*Input data*:
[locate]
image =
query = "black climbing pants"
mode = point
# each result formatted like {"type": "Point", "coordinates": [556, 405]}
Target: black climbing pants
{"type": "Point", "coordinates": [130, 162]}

*Exercise requirements*: Transcribe each of the records verbatim.

*Response to the task*:
[locate]
image =
query = "black climbing pants"
mode = point
# each result formatted like {"type": "Point", "coordinates": [556, 405]}
Target: black climbing pants
{"type": "Point", "coordinates": [130, 162]}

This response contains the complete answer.